# Instruction
Update the stretch from the start of the records through the line that contains "M284 316L295 321L285" by replacing "blazer sleeve" with "jacket sleeve" and changing nothing else. Give back only those lines, without the pictures.

# The records
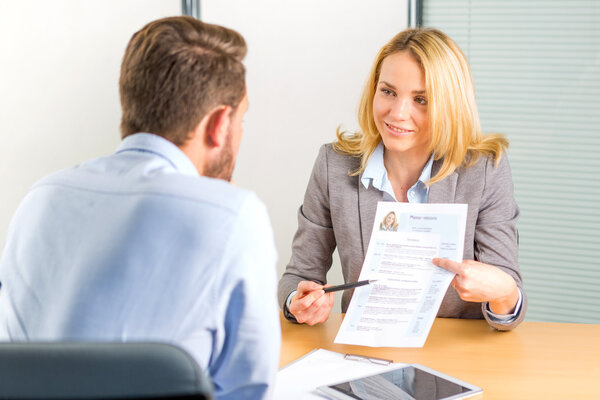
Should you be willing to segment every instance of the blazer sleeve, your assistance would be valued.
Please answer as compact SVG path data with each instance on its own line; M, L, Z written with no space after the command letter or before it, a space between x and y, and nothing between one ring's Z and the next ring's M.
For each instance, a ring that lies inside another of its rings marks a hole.
M485 187L475 225L475 259L495 265L512 276L522 294L521 308L508 323L490 318L488 303L482 303L482 313L488 323L498 330L511 330L519 325L527 311L527 295L518 261L518 232L516 222L519 207L513 195L513 182L506 154L498 165L487 159Z
M284 316L295 321L285 302L300 281L325 284L336 247L331 222L327 147L323 145L315 161L304 202L298 210L298 230L292 241L292 256L279 280L278 298Z

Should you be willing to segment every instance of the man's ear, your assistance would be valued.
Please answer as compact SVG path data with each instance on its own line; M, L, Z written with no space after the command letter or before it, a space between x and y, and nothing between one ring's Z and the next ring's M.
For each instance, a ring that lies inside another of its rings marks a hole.
M218 106L213 108L206 116L205 144L209 147L221 147L225 143L229 124L231 123L231 106Z

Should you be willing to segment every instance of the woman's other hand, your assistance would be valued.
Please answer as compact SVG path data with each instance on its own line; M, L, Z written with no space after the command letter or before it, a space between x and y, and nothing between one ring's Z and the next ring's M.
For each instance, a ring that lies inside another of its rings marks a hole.
M456 273L451 285L461 299L489 302L490 310L499 315L511 314L519 301L519 289L512 276L500 268L474 260L462 263L434 258L434 265Z

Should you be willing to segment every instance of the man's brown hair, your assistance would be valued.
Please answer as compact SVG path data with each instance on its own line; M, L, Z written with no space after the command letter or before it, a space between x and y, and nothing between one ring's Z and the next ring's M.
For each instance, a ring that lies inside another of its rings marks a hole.
M121 64L121 136L160 135L180 146L204 115L246 92L246 42L237 32L170 17L136 32Z

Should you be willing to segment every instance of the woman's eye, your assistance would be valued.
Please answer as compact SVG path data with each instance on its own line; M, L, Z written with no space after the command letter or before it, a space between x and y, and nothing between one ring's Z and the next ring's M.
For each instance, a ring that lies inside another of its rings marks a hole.
M427 99L425 97L415 97L415 101L423 106L427 105Z

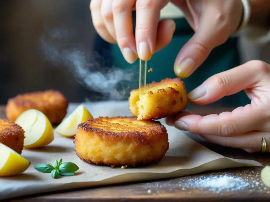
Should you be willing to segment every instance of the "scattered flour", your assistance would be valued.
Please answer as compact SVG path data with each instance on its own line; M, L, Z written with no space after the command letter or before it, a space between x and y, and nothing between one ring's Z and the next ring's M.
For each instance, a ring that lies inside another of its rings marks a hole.
M219 193L221 191L234 191L244 189L249 182L242 178L227 175L214 176L202 176L198 178L185 180L185 185L194 188L208 188L209 190Z
M254 178L251 175L248 176L249 177L244 178L228 174L202 175L183 177L181 180L177 180L177 184L175 183L176 180L173 179L163 182L147 183L144 185L148 190L151 189L152 193L157 193L162 191L164 187L166 187L166 189L168 188L174 190L181 189L191 191L191 189L196 189L204 192L221 194L224 192L247 190L250 192L256 190L269 193L269 188L265 187L259 179Z

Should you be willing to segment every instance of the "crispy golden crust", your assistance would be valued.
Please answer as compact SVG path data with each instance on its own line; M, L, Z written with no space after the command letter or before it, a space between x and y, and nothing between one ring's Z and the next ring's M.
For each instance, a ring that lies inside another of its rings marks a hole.
M9 99L6 106L6 114L15 121L25 111L35 109L43 112L52 124L59 123L66 114L68 103L59 91L49 90L18 95Z
M129 109L139 120L158 119L184 109L187 105L187 92L179 78L166 78L147 84L145 89L130 92Z
M21 154L24 138L24 131L19 125L12 121L0 119L0 142Z
M165 127L159 121L136 117L99 117L81 123L74 138L82 160L112 167L159 161L169 148Z

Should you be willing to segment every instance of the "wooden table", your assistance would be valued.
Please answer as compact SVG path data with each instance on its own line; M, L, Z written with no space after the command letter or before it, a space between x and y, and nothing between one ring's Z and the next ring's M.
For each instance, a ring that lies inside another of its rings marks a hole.
M216 112L217 109L211 110ZM230 110L217 109L219 111ZM209 113L209 109L204 112ZM197 111L198 112L198 111ZM0 106L0 118L5 118L4 107ZM197 140L198 141L199 140ZM205 142L200 142L210 149L225 156L236 159L251 159L258 161L264 165L270 164L268 154L250 154L241 149L234 149L214 145ZM262 168L242 168L204 173L205 175L228 173L248 179L259 178ZM252 191L249 189L236 192L224 191L219 193L199 188L183 188L179 186L183 180L195 177L202 174L156 181L126 183L117 185L103 186L87 189L77 189L63 192L47 193L14 199L14 201L270 201L270 189L261 184ZM162 186L157 186L157 184ZM149 190L150 190L150 191Z

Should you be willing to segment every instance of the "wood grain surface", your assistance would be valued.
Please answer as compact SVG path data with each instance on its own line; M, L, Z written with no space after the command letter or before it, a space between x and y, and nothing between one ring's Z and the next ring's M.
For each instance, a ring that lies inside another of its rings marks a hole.
M230 109L205 109L202 114L212 112L221 112ZM197 111L197 112L198 111ZM4 106L0 106L0 118L5 118ZM214 145L201 140L195 140L210 149L225 156L238 159L251 159L264 165L270 164L268 153L250 154L241 149ZM65 191L13 199L16 201L270 201L270 189L260 181L262 168L244 167L226 169L219 172L208 172L190 176L166 180L125 183L88 189L79 189ZM180 186L183 180L195 179L203 175L215 176L228 174L247 179L252 183L254 180L259 183L252 189L247 188L234 191L221 191L219 193L209 189L192 188Z

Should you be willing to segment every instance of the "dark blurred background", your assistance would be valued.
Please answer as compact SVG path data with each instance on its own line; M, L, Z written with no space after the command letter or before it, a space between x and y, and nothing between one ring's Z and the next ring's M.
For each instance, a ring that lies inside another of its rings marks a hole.
M0 104L19 93L50 89L60 91L70 102L100 98L65 66L70 58L63 64L53 58L53 51L59 54L61 46L72 48L83 44L80 50L86 51L85 55L92 52L97 35L90 1L0 0ZM242 62L253 59L270 62L268 44L255 46L240 39ZM48 51L52 55L46 55ZM83 53L70 56L82 58Z
M83 44L91 51L96 33L90 2L0 1L0 104L18 93L49 89L59 90L70 102L81 102L93 93L64 67L45 59L40 47L42 36L62 26L75 31L72 43Z

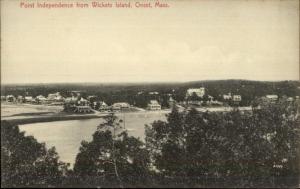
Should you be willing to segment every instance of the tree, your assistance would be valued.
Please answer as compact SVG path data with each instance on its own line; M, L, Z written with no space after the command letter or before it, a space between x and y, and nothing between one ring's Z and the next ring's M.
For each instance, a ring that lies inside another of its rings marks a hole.
M67 171L55 148L47 150L18 126L1 121L1 186L61 186Z
M294 187L299 183L299 104L251 112L179 113L146 127L153 164L184 186Z
M76 157L74 174L81 184L98 187L137 187L147 184L148 151L144 144L121 127L113 113L106 116L93 134L83 141Z

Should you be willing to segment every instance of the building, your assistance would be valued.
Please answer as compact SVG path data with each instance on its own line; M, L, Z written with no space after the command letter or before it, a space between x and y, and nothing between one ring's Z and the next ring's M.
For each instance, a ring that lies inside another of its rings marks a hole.
M43 95L36 96L35 99L36 99L38 102L45 102L45 101L47 100L47 98L44 97Z
M159 95L159 92L157 91L149 92L149 95Z
M161 105L157 102L157 100L150 100L148 104L149 110L161 110Z
M18 102L18 103L23 103L23 102L25 102L25 98L24 98L23 96L19 95L19 96L17 97L17 102Z
M25 96L25 102L35 102L32 96Z
M110 110L109 106L104 102L100 102L99 111L108 111Z
M113 110L128 109L130 105L127 102L117 102L112 105Z
M223 95L223 99L224 99L224 100L231 100L231 99L232 99L231 93L224 94L224 95Z
M233 100L233 102L241 102L242 96L241 95L233 95L232 100Z
M74 113L91 113L93 112L90 106L76 106Z
M170 96L168 104L170 108L173 108L176 105L176 101Z
M47 100L48 101L63 101L64 98L60 95L59 92L56 92L56 93L53 93L53 94L48 94L48 97L47 97Z
M194 94L196 94L198 97L203 97L205 95L205 88L191 88L186 91L186 97L191 97Z
M81 97L80 100L77 101L77 104L79 106L89 106L90 105L90 102L84 98Z
M6 101L7 102L14 102L16 100L14 95L7 95L6 96Z
M278 95L266 95L266 98L270 101L270 102L276 102L278 100Z

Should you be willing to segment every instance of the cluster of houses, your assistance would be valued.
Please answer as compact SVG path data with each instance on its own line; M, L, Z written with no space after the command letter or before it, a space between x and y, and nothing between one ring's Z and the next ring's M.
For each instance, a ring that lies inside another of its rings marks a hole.
M174 91L173 91L174 92ZM139 92L138 95L143 92ZM97 98L96 96L88 96L87 99L81 96L80 91L71 91L71 97L63 97L59 92L48 94L47 97L43 95L38 95L36 97L33 96L14 96L7 95L1 96L1 101L7 102L16 102L16 103L32 103L32 104L48 104L48 105L64 105L65 109L70 110L75 113L90 113L93 109L97 111L123 111L130 110L133 106L127 102L116 102L109 106L104 101L93 101L92 98ZM150 95L157 96L158 92L149 92ZM177 104L177 102L173 99L171 94L169 95L169 106L173 107ZM220 95L221 96L221 95ZM295 97L299 99L299 96ZM269 94L263 97L260 97L261 103L274 103L278 101L278 95ZM286 97L287 101L293 101L294 98ZM223 94L222 100L215 100L214 97L207 94L206 89L204 87L200 88L189 88L186 91L185 101L180 102L182 105L190 106L190 105L218 105L222 106L224 103L231 102L235 105L239 105L242 101L242 96L239 94ZM180 104L178 103L178 104ZM157 100L150 100L147 106L148 110L161 110L162 106Z
M14 96L7 95L1 96L1 101L16 102L16 103L31 103L31 104L49 104L49 105L62 105L64 103L64 98L59 92L49 94L48 97L43 95L33 96Z

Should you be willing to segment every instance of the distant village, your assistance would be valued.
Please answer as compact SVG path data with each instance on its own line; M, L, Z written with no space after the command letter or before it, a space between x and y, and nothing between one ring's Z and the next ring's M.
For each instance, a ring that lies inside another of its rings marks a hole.
M136 95L142 95L144 91L138 92ZM162 106L159 98L161 94L157 91L148 92L148 95L153 96L153 99L147 102L147 107L138 107L130 104L129 102L114 102L107 104L104 101L99 100L98 96L91 95L85 96L82 91L70 91L69 96L63 96L60 92L48 94L47 97L43 95L30 96L30 95L6 95L1 96L1 102L9 103L26 103L26 104L44 104L52 106L63 106L65 112L70 113L92 113L94 111L99 112L119 112L119 111L134 111L134 110L148 110L158 111L162 109L169 109L174 106L187 108L187 107L226 107L226 106L239 106L242 101L242 96L239 94L222 94L221 100L216 100L213 96L207 94L206 88L189 88L186 90L185 98L183 101L176 101L174 94L163 94L167 96L167 105ZM84 97L85 96L85 97ZM299 96L287 97L283 96L286 101L299 100ZM279 100L278 95L269 94L256 99L259 105L275 103Z

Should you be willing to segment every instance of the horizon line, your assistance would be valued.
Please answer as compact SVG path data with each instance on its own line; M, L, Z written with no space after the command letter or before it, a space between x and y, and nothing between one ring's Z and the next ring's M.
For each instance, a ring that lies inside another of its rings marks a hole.
M176 83L192 83L192 82L210 82L210 81L256 81L256 82L283 82L283 81L295 81L300 80L285 79L285 80L252 80L252 79L204 79L204 80L190 80L190 81L112 81L112 82L97 82L97 81L82 81L82 82L32 82L32 83L2 83L3 85L53 85L53 84L176 84Z

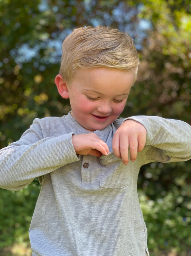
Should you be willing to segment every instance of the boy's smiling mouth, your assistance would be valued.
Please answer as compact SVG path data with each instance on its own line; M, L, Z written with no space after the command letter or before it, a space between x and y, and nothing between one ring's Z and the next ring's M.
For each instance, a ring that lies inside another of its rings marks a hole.
M100 121L102 122L104 122L109 117L109 115L103 116L101 115L94 115L93 114L92 114L91 115L96 120L100 122Z

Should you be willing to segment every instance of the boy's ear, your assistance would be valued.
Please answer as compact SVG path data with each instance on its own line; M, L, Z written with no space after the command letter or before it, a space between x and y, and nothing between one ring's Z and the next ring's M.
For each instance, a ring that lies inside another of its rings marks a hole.
M64 99L68 99L69 92L68 86L61 75L59 74L56 76L55 78L55 83L59 94Z

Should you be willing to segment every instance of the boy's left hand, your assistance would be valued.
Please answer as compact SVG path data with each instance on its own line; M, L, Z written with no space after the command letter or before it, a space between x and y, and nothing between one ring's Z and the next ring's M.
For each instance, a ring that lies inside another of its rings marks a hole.
M131 119L127 120L118 128L114 136L112 148L114 154L121 158L124 164L127 164L129 145L131 161L135 161L137 152L143 149L146 136L147 130L143 125Z

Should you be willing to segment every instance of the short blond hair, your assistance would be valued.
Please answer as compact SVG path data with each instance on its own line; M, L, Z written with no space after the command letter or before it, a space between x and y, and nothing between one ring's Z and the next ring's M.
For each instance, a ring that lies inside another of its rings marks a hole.
M79 68L135 70L139 63L133 39L127 33L98 26L74 29L64 40L60 74L69 85Z

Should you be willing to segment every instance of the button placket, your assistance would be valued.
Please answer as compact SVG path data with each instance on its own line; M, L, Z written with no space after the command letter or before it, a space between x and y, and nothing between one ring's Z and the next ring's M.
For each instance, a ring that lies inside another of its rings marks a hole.
M89 164L88 163L84 163L83 164L83 167L84 168L87 168L89 166Z
M91 173L90 169L92 161L91 156L84 156L81 168L82 181L83 182L91 182Z

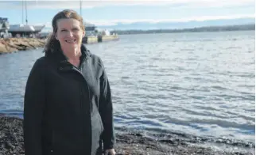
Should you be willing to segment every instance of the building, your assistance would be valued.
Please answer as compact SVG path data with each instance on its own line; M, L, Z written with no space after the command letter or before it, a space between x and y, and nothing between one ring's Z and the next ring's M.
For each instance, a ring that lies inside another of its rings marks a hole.
M45 25L13 25L10 26L9 32L13 37L37 37Z
M10 28L8 18L0 17L0 37L6 38L9 36L8 29Z

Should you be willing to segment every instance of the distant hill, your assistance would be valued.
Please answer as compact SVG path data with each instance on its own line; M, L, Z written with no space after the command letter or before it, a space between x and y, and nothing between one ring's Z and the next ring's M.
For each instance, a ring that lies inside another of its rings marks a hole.
M255 18L239 18L239 19L220 19L208 21L190 21L186 22L134 22L130 24L117 23L115 25L101 26L96 25L99 28L127 30L127 29L176 29L189 28L205 26L223 26L235 25L247 25L255 23Z
M151 30L116 30L112 32L122 34L143 34L143 33L171 33L171 32L222 32L222 31L245 31L255 30L255 24L227 25L227 26L205 26L192 28L176 29L151 29Z

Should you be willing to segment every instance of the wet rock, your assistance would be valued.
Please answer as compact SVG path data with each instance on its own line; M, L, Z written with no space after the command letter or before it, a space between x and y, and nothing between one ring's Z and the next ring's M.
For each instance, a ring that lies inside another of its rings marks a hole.
M45 43L45 40L36 38L2 38L0 54L42 47Z
M0 114L0 154L21 155L24 154L22 119L14 117L5 117ZM116 130L116 152L117 155L253 155L255 151L250 149L246 152L224 151L214 147L201 146L202 142L208 142L205 138L197 138L196 136L171 134L142 134L127 129ZM190 142L190 137L193 142ZM213 141L211 139L211 141ZM223 142L224 141L219 141ZM242 142L241 142L242 143ZM227 143L226 143L227 144ZM248 148L249 148L248 143ZM246 146L246 145L243 145ZM246 147L246 146L243 146ZM254 146L252 144L254 149ZM236 148L236 149L235 149ZM246 149L248 149L246 148Z

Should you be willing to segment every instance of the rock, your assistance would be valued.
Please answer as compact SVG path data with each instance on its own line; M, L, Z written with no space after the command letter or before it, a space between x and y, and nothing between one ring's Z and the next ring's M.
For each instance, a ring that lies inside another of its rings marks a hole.
M0 155L23 155L25 153L22 123L22 119L18 118L0 116ZM121 131L117 130L116 134L115 149L117 155L253 155L255 153L255 152L250 153L250 150L248 153L242 153L235 149L235 153L234 153L225 152L219 148L203 147L198 145L182 145L188 141L179 139L176 136L174 138L172 135L162 136L169 137L169 139L157 141L134 131ZM161 135L158 138L161 137Z
M35 38L0 39L0 54L43 47L45 40Z

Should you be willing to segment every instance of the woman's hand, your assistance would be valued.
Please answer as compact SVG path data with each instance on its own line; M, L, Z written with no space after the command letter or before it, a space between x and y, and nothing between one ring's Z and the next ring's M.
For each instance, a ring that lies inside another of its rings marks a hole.
M114 149L107 149L105 151L105 155L115 155L115 153Z

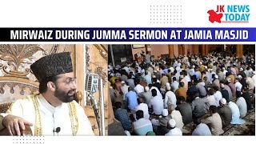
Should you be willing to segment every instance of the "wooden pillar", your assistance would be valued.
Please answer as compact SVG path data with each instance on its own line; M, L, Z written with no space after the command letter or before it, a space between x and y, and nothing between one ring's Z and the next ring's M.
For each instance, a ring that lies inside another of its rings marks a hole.
M202 56L206 56L206 45L202 45L201 53Z
M146 50L146 52L148 51L148 50L147 50L147 46L148 46L148 45L145 45L145 50Z
M182 55L185 54L185 45L181 45L182 47Z
M209 45L205 45L205 54L206 55L209 54Z
M242 45L237 45L236 46L236 57L238 58L241 58L242 57L242 50L243 46Z
M182 54L182 46L181 46L181 45L178 45L178 57L179 55Z
M174 45L168 45L169 47L169 58L174 58Z

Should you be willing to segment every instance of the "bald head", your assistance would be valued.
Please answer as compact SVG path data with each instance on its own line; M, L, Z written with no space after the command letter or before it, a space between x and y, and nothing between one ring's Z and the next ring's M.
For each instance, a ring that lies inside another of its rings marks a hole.
M175 106L173 104L168 106L168 111L170 114L172 111L175 110Z
M143 103L144 102L144 99L142 97L139 97L138 98L138 103Z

# Solution to this task
Should you be willing to segment every instance of the jacket sleeve, your assistance would be valued.
Please answer as compact SVG path data with each instance on its own line; M, L, Z written with no space after the command letter or before it, a space between x and y, and nothing between one ring's Z and the next ring's M.
For each instance, a ring that lies inside another of its rings marks a hole.
M485 187L475 225L475 259L495 265L512 276L522 294L521 308L508 323L490 318L488 303L482 303L482 313L488 323L498 330L511 330L519 325L527 311L527 295L518 261L518 232L516 222L519 207L513 195L513 182L506 154L498 165L487 159Z
M284 316L295 321L285 302L300 281L325 284L336 247L331 222L327 147L323 145L315 161L304 202L298 210L298 230L292 241L292 256L279 280L278 298Z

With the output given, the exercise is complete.